RECORDS TO PROCESS:
------------------------------------------------------------
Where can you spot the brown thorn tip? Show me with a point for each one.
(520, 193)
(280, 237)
------------------------------------------------------------
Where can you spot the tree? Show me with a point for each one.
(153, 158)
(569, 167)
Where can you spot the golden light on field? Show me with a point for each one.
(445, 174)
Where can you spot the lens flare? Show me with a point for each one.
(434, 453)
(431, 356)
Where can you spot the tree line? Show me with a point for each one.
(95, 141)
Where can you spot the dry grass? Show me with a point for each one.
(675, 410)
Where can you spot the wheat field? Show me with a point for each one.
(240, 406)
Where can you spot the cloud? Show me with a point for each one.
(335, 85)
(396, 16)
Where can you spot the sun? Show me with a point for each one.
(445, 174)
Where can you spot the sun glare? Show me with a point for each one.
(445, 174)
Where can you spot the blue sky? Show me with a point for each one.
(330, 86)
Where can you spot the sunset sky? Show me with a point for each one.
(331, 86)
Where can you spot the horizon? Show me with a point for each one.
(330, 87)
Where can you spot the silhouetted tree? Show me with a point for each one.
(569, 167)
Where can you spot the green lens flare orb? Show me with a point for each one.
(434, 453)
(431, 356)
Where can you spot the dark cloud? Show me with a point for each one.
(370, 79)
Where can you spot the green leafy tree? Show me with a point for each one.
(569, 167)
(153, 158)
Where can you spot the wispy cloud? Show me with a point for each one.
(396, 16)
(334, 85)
------------------------------------------------------------
Which lines of the entries above contain the word "cloud"? Extract each of them in full, treating uppercase and lowercase as different.

Where can you spot the cloud? Show me with a point for each one.
Where can you spot the dark cloud? Show me with a point for each one.
Where can you spot the wispy cloud? Show me with a point for each one.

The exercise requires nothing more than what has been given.